§ **PROBLEM DESCRIPTION**
Could you repeat the records below exactly as written?

::::

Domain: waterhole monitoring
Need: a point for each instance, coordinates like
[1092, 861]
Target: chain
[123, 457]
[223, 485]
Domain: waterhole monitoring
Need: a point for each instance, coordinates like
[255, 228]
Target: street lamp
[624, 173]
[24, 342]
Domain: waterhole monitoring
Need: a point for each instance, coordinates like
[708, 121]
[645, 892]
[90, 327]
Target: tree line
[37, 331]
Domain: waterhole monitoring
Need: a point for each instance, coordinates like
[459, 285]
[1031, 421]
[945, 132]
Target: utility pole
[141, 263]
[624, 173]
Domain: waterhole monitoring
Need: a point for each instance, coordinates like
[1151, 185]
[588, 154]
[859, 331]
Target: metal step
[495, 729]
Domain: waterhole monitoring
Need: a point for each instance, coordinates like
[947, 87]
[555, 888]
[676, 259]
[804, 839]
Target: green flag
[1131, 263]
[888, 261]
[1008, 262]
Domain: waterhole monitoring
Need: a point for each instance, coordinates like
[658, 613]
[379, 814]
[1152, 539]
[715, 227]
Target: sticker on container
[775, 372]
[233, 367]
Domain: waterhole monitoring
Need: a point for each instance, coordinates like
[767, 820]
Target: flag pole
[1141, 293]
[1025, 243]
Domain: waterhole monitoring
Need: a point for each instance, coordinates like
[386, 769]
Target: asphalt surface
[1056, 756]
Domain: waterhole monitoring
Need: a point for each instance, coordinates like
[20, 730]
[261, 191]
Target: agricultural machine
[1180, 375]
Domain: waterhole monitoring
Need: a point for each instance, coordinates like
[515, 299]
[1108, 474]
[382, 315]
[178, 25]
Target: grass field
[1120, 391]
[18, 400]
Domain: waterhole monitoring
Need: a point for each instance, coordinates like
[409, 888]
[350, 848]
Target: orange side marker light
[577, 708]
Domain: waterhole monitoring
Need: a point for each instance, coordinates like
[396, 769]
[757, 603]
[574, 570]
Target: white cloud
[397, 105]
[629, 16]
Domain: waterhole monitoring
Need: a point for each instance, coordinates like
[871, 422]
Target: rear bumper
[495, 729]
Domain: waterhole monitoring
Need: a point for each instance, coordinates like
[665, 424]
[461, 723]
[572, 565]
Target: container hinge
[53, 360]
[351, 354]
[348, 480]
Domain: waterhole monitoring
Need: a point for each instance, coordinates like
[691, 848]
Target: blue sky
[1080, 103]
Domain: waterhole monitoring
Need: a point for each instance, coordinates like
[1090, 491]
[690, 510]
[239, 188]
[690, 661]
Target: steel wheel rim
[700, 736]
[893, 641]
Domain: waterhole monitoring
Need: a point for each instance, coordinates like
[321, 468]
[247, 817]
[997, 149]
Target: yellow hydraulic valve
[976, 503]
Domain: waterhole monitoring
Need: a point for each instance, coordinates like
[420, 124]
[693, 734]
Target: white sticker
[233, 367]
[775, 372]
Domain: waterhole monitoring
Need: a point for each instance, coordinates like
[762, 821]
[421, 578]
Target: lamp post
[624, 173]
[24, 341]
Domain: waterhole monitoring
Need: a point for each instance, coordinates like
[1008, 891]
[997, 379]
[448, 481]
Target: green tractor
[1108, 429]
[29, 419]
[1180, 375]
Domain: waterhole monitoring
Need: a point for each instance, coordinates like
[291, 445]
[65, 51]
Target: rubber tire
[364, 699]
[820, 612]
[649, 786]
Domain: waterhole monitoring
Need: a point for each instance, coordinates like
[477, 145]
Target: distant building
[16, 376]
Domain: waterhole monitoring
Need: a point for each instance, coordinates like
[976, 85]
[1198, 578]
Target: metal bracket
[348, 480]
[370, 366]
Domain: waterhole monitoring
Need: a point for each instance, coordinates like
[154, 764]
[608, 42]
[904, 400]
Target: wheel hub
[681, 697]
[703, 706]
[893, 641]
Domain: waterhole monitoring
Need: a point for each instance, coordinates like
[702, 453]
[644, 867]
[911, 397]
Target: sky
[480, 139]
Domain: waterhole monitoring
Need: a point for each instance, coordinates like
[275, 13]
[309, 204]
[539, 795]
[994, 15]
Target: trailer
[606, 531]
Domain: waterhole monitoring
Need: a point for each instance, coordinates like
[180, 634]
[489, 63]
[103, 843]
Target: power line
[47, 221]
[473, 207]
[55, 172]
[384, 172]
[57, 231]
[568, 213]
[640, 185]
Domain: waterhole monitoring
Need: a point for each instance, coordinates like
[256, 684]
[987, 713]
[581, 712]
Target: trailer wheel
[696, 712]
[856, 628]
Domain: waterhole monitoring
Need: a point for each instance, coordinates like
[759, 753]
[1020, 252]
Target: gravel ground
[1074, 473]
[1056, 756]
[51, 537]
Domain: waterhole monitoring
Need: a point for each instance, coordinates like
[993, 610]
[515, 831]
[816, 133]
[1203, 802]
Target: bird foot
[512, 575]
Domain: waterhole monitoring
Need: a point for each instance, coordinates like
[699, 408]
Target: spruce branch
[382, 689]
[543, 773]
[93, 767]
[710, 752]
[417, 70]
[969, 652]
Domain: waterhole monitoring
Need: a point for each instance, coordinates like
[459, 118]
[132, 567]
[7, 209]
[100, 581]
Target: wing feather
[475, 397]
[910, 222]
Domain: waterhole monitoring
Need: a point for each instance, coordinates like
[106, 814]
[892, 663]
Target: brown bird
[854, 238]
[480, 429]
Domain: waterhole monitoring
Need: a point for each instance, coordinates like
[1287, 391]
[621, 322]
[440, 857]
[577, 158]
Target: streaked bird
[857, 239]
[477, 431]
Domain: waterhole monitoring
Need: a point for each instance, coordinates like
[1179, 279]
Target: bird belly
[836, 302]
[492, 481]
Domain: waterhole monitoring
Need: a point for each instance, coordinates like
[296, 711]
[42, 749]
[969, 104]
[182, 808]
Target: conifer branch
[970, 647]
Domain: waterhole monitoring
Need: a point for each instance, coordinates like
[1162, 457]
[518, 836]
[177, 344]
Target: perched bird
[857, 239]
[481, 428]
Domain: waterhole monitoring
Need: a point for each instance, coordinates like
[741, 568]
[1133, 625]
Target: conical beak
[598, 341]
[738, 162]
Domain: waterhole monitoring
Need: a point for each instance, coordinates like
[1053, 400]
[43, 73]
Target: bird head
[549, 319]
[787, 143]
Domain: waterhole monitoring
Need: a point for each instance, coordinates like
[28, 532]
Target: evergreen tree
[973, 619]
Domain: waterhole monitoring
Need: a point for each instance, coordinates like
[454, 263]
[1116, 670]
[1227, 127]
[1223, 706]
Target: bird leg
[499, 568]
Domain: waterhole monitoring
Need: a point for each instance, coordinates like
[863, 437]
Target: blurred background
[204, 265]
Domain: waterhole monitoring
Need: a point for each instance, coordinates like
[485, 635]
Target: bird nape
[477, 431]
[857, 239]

::::

§ **REPLY TO THE EXERCISE**
Domain: waterhole monitoring
Need: a point for each instance, coordinates like
[1092, 861]
Target: chain
[123, 457]
[223, 485]
Domain: waterhole monitoring
Need: a point for each instance, coordinates like
[255, 228]
Target: street lamp
[624, 173]
[24, 342]
Domain: waterhole monitoring
Need: a point for each instance, coordinates like
[708, 121]
[645, 892]
[90, 327]
Target: tree line
[37, 331]
Domain: waterhole monitoring
Need: a point for each instance, coordinates like
[459, 285]
[1031, 421]
[945, 132]
Target: utility pole
[141, 263]
[624, 173]
Domain: waterhole monitoring
Need: a point for each instance, coordinates like
[1151, 185]
[588, 154]
[859, 331]
Target: metal step
[495, 729]
Domain: waterhole monitoring
Need: a point for each instance, coordinates like
[947, 87]
[555, 888]
[676, 259]
[804, 839]
Target: green flag
[1131, 263]
[888, 261]
[1008, 262]
Domain: waterhole monitoring
Need: a point for each instance, coordinates like
[658, 613]
[379, 814]
[1152, 539]
[715, 227]
Target: sticker on container
[775, 372]
[233, 367]
Domain: waterhole monitoring
Need: a point for each instance, coordinates like
[767, 820]
Target: flag pole
[1141, 293]
[1025, 243]
Domain: waterhole monitoring
Need: a point for each instance, coordinates like
[386, 769]
Target: asphalt surface
[1056, 756]
Domain: waterhole monitoring
Need: a point for each instance, coordinates like
[20, 730]
[261, 191]
Target: agricultural machine
[1180, 375]
Domain: waterhole monitoring
Need: a point for each instance, coordinates like
[515, 299]
[1108, 474]
[382, 315]
[178, 25]
Target: grass field
[1120, 391]
[18, 400]
Domain: waterhole monitoring
Need: a point for each instance, coordinates like
[409, 888]
[350, 848]
Target: orange side marker light
[577, 708]
Domain: waterhole monitoring
Need: a point for each instance, coordinates like
[396, 769]
[757, 603]
[574, 570]
Target: white cloud
[397, 105]
[629, 16]
Domain: waterhole monitoring
Need: a point for each instance, coordinates like
[871, 422]
Target: rear bumper
[495, 729]
Domain: waterhole monitoring
Need: a point for each instance, coordinates like
[665, 424]
[461, 723]
[572, 565]
Target: container hinge
[53, 360]
[351, 354]
[348, 480]
Domain: waterhole monitoring
Need: a point for each instance, coordinates like
[691, 848]
Target: blue sky
[1080, 103]
Domain: waterhole monitoring
Need: a point for each instance, coordinates like
[1090, 491]
[690, 510]
[239, 188]
[690, 661]
Target: steel wheel rim
[700, 736]
[893, 641]
Domain: waterhole monitoring
Need: a point for each instance, coordinates like
[321, 468]
[247, 817]
[997, 149]
Target: yellow hydraulic valve
[976, 503]
Domain: waterhole monitoring
Need: a point for each instance, coordinates like
[420, 124]
[693, 734]
Target: white sticker
[233, 367]
[775, 372]
Domain: waterhole monitoring
Need: a point for each instance, coordinates like
[762, 821]
[421, 578]
Target: lamp post
[624, 173]
[24, 341]
Domain: waterhole monitoring
Need: a point for each instance, coordinates like
[1008, 891]
[997, 379]
[448, 481]
Target: green tractor
[1108, 429]
[29, 419]
[1180, 375]
Domain: waterhole monitoring
Need: a point for each instance, coordinates like
[291, 445]
[65, 51]
Target: rubber tire
[364, 699]
[820, 612]
[649, 786]
Domain: waterhole monitoring
Need: a point for each instance, coordinates like
[477, 145]
Target: distant building
[16, 376]
Domain: waterhole monitoring
Need: a point for each instance, coordinates like
[976, 85]
[1198, 578]
Target: metal bracket
[348, 480]
[370, 366]
Domain: waterhole monitoring
Need: a point for each instance, coordinates like
[154, 764]
[608, 42]
[904, 400]
Target: wheel hub
[681, 697]
[703, 706]
[893, 641]
Domain: waterhole monitoring
Need: a point for each instance, coordinates like
[702, 453]
[644, 867]
[911, 397]
Target: sky
[480, 139]
Domain: waterhole monitoring
Need: a point for each instance, coordinates like
[275, 13]
[309, 204]
[539, 795]
[994, 15]
Target: trailer
[606, 531]
Domain: waterhole monitoring
Need: a point for each instance, coordinates like
[180, 634]
[489, 63]
[103, 843]
Target: power line
[47, 221]
[473, 207]
[55, 172]
[384, 172]
[57, 231]
[568, 213]
[640, 185]
Domain: waterhole monitoring
Need: a point for each instance, coordinates like
[256, 684]
[987, 713]
[581, 712]
Target: trailer wheel
[696, 712]
[856, 628]
Domain: waterhole monitoring
Need: a point for each instance, coordinates like
[759, 753]
[1020, 252]
Target: gravel ground
[1074, 473]
[1056, 756]
[51, 537]
Domain: waterhole monitoring
Need: a point for each instance, coordinates like
[993, 610]
[515, 831]
[816, 133]
[1203, 802]
Target: bird foot
[512, 575]
Domain: waterhole monitoring
Need: a point for each instance, coordinates like
[699, 408]
Target: spruce branch
[382, 689]
[543, 773]
[93, 767]
[710, 752]
[417, 70]
[969, 652]
Domain: waterhole monitoring
Need: a point for each instance, coordinates like
[459, 118]
[132, 567]
[7, 209]
[100, 581]
Target: wing feather
[475, 397]
[910, 222]
Domain: waterhole monitoring
Need: a point for each instance, coordinates like
[106, 814]
[892, 663]
Target: brown bird
[854, 238]
[480, 429]
Domain: waterhole monitoring
Need: a point for each instance, coordinates like
[1287, 391]
[621, 322]
[440, 857]
[577, 158]
Target: streaked bird
[857, 239]
[477, 431]
Domain: waterhole monitoring
Need: a point for each instance, coordinates like
[1179, 279]
Target: bird belly
[836, 302]
[492, 481]
Domain: waterhole monitoring
Need: a point for each instance, coordinates like
[296, 711]
[42, 749]
[969, 104]
[182, 808]
Target: conifer branch
[970, 647]
Domain: waterhole monitoring
Need: a point for each instance, coordinates like
[1162, 457]
[518, 836]
[177, 344]
Target: perched bird
[857, 239]
[481, 428]
Domain: waterhole monitoring
Need: a point for each instance, coordinates like
[741, 568]
[1133, 625]
Target: conical beak
[598, 341]
[738, 162]
Domain: waterhole monitoring
Need: a point for each instance, coordinates like
[1053, 400]
[43, 73]
Target: bird head
[549, 319]
[787, 143]
Domain: waterhole monitoring
Need: a point for each instance, coordinates like
[28, 532]
Target: evergreen tree
[973, 619]
Domain: waterhole monitoring
Need: a point for each instance, coordinates like
[454, 263]
[1116, 670]
[1227, 127]
[1223, 706]
Target: bird leg
[499, 568]
Domain: waterhole monitoring
Need: a point for each instance, coordinates like
[863, 437]
Target: blurred background
[204, 265]
Domain: waterhole monitoring
Need: a point for each instance, coordinates like
[485, 635]
Target: bird nape
[477, 431]
[857, 239]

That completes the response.